▶ _Passage shown_:
══════════════════════════════

Authentic? Nein. “The traditional Bavarian music has been replaced by a lot of rhythm and blues, rock and roll,” says Dornbusch. “Bavarians in their lederhosen playing New Orleans jazz.”
Oh, the locals will stop in at the fairgrounds at least once, for tradition’s sake, to quaff a stein — or three. But they’ll usually do so early in the day, “while the visitors sleep off their hangover. And by about three o’clock in the afternoon, they clear out. That’s when the world shows up.”
As such, even though Dornbusch — who’s from Dusseldorf and emigrated here by boat in 1969 — still returns to Germany three to five times a year as part of his brewery consulting business, “during Oktoberfest, you will never find me in Munich.”
You will, however, find him in his West Newbury kitchen, dressed in an open-collared tuxedo shirt, holding a goblet of glowing golden German lager to the light and expounding with rhapsodic erudition on the exacting art and science of Bavarian brewing.
Indeed, that sloppy, sloshy fortnight of Deutsch debauchery — the fest started this past Saturday and lasts until October 7 — stands in stark contrast with the meticulous, precise method behind the crafting of Munich’s full-bodied, malt-heavy, lightly hopped Oktoberfest beers.
As the air chills and the leaves turn, the beginning of autumn marks the beer enthusiast’s favorite time of year, when the brews get darker and stronger, their flavors more complex. And so, as nearly seven million tourists throng München this week — many guzzling to oblivion, slumping over as bloated bierleichen (“beer corpses”) on the tents’ long tables without a thought in the world for the nuances of beers’ color or flavor — the Phoenix figured it could save you mega-marks in travel fees — not to mention dry cleaning — by keeping you in the Bay State this Oktober. Dornbusch was all too happy to oblige us with a marathon four-hour tasting session while expounding on the finer points of Bavarian lager.

══════════════════════════════

▶ _Provided information_:
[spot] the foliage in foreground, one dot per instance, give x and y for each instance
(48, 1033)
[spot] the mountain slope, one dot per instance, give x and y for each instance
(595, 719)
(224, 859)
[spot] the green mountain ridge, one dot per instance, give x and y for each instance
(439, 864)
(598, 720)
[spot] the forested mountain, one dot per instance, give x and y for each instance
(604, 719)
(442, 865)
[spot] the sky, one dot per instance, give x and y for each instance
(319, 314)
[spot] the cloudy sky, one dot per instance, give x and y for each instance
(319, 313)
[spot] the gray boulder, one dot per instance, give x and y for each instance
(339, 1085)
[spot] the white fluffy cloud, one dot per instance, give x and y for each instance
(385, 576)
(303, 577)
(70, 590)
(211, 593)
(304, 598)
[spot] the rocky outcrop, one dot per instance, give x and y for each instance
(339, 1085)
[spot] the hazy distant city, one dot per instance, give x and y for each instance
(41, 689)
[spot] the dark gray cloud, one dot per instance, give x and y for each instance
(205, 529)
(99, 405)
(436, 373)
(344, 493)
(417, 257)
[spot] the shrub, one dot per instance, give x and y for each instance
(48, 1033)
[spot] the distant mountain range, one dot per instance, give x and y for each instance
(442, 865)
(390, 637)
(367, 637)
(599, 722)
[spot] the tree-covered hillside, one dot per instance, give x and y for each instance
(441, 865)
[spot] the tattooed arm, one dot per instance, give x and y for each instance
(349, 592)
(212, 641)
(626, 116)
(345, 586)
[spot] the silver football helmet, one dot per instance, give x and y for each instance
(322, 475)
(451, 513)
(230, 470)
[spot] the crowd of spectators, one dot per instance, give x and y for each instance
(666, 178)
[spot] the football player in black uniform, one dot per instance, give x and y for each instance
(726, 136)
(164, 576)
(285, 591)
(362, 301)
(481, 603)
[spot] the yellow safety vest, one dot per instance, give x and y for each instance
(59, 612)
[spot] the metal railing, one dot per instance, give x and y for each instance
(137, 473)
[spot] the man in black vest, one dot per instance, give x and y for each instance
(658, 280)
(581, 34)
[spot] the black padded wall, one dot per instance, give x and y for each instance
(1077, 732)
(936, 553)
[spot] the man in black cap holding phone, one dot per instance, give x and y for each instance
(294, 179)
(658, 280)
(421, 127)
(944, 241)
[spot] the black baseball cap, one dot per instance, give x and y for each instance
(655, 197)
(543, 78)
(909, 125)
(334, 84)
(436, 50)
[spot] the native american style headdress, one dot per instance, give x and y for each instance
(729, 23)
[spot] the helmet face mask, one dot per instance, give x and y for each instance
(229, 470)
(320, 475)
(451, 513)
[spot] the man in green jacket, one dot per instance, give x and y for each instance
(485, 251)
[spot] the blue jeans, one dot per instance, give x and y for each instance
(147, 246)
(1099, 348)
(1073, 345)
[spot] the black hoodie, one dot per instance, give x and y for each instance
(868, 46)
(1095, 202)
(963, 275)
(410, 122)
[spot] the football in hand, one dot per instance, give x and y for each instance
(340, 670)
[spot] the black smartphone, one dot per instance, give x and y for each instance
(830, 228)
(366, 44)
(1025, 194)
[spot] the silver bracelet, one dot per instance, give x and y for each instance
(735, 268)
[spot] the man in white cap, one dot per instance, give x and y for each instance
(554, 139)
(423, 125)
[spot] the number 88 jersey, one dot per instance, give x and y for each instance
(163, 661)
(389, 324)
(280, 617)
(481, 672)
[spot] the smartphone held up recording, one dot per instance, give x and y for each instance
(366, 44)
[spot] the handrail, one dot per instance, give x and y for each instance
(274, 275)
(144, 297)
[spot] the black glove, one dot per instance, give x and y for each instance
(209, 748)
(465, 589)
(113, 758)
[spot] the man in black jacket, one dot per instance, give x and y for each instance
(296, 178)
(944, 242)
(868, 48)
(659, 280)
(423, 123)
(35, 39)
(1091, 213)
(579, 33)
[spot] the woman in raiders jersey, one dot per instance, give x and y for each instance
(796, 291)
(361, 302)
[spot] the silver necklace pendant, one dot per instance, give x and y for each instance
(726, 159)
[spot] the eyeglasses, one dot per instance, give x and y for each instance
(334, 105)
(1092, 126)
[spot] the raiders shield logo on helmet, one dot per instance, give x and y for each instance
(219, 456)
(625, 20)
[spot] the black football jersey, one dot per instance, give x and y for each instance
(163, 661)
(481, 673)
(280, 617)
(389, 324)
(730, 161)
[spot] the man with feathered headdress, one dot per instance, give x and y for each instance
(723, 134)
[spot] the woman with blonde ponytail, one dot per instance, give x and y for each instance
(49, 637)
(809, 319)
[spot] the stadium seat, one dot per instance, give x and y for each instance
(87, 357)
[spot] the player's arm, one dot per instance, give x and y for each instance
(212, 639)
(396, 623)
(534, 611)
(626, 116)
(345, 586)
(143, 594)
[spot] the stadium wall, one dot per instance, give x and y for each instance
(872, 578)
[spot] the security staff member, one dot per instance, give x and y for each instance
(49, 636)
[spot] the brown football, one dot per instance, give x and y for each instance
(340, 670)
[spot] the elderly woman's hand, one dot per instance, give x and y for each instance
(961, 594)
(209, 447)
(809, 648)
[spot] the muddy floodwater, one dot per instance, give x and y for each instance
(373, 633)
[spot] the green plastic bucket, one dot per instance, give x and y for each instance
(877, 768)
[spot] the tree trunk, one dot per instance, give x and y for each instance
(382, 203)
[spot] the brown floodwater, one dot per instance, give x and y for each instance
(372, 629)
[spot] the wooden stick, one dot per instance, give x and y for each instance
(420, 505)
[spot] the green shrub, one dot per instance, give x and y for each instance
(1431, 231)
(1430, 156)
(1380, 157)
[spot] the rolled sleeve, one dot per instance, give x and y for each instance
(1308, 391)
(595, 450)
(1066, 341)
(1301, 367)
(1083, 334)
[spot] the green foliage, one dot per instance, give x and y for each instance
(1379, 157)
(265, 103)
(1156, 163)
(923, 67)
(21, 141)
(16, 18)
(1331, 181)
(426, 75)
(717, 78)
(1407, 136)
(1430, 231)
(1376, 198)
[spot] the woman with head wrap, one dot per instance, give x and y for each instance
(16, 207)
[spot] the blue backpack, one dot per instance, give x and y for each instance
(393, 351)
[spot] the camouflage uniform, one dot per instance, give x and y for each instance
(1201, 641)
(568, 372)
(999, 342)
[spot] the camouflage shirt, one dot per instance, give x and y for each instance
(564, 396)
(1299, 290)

══════════════════════════════

▶ _Exercise set_:
1/ Answer these questions from the Oktoberfest article.
(a) Which city is Dornbusch from?
(b) On what date does the fest end?
(c) How long was the tasting session Dornbusch held?
2/ Output the part of the Oktoberfest article starting with "Oh, the locals" and going on through "of Bavarian brewing.".

▶ _Answers to this exercise_:
1/
(a) Dusseldorf
(b) October 7
(c) Four hours

2/
Oh, the locals will stop in at the fairgrounds at least once, for tradition’s sake, to quaff a stein — or three. But they’ll usually do so early in the day, “while the visitors sleep off their hangover. And by about three o’clock in the afternoon, they clear out. That’s when the world shows up.”
As such, even though Dornbusch — who’s from Dusseldorf and emigrated here by boat in 1969 — still returns to Germany three to five times a year as part of his brewery consulting business, “during Oktoberfest, you will never find me in Munich.”
You will, however, find him in his West Newbury kitchen, dressed in an open-collared tuxedo shirt, holding a goblet of glowing golden German lager to the light and expounding with rhapsodic erudition on the exacting art and science of Bavarian brewing.